> [Direction A]
Please output the rows verbatim, starting with the line that contains "Put a single dot on each instance of the boots" and going on through the last line of the rows.

> [Source]
The said power plant in the south part of Ukraine has been under the control of Russian forces since February and has since been shelled by Kyiv's troops on several occasions.
"We have repeatedly warned our Western colleagues that, should they fail to talk sense into the Kyiv regime, it would take the most heinous and reckless steps, which would have consequences far beyond Ukraine," Nebenzia said during a meeting.
He added that the Western supporters of Kyiv would have to bear the responsibility for a potential nuclear catastrophe. It could lead to radioactive pollution on vast swathes of territory, affecting at least eight Ukrainian regions, including its capital Kyiv, major cities like Kharkiv or Odesa and some territories of Russia and Belarus bordering Ukraine. The Luhansk and Donetsk People's Republics, as well as Moldova, Romania and Bulgaria, are likely to suffer as well.
Similarly, International Atomic Energy Agency (IAEA) Director-General Rafael Grossi expressed grave concerns about the shelling of the massive nuclear plant on August 5.
"I'm extremely concerned by the shelling at Europe's largest nuclear power plant, which underlines the very real risk of a nuclear disaster that could threaten public health and the environment in Ukraine and beyond," Grossi said in a statement.

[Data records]
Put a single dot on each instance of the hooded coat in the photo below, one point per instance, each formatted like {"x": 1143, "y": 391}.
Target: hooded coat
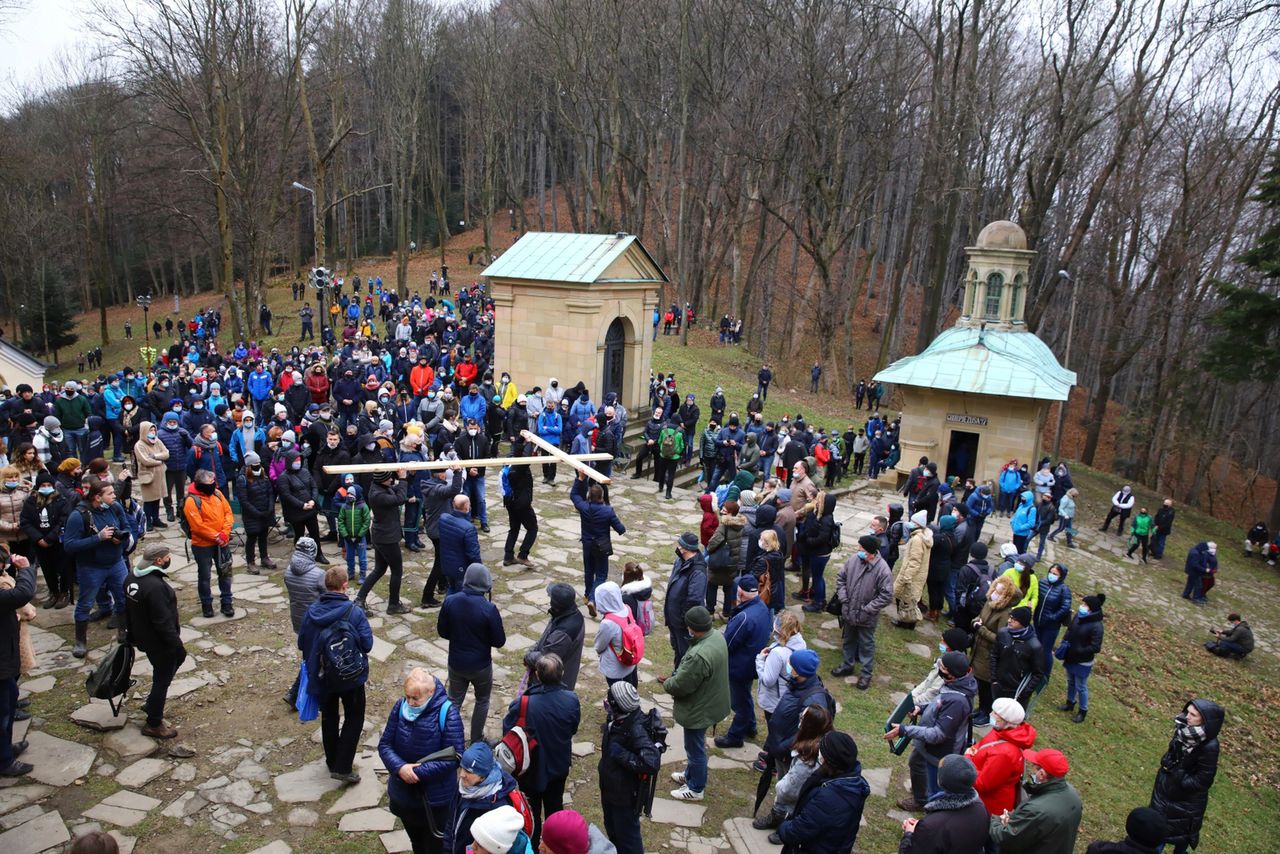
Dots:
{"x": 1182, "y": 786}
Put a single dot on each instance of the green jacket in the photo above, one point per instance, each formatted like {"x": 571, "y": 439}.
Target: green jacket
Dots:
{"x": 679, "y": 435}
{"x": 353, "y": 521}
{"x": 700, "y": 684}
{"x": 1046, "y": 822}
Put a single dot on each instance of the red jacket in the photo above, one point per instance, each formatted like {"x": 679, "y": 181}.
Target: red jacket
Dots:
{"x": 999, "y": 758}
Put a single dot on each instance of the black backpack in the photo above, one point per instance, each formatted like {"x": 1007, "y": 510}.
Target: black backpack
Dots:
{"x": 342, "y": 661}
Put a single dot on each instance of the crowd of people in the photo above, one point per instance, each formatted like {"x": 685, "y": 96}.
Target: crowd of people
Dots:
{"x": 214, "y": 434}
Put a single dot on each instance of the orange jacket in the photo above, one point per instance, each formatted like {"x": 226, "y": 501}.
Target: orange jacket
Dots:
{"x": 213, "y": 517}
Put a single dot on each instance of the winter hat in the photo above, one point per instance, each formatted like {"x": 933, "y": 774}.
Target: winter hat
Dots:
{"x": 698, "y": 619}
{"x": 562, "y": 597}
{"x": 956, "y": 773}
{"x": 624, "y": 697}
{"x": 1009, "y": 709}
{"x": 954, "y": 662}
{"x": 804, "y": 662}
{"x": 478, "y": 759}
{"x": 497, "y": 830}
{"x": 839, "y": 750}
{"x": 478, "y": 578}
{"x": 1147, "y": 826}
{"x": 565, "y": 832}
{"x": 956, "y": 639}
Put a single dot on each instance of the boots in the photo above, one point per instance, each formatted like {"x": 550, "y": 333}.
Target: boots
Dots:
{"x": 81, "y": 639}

> [Direction B]
Answer these questions from the text about the shelling of the nuclear power plant:
(i) Since when has the plant been under the control of Russian forces?
(ii) At least how many Ukrainian regions could radioactive pollution affect?
(iii) Who expressed grave concerns about the shelling on August 5?

> [Final result A]
Put a single dot on each instance of the boots in the photo above, one point per instance, each formatted like {"x": 550, "y": 333}.
Target: boots
Dots:
{"x": 81, "y": 639}

> [Final result B]
(i) Since February.
(ii) At least eight.
(iii) Rafael Grossi, Director-General of the International Atomic Energy Agency (IAEA).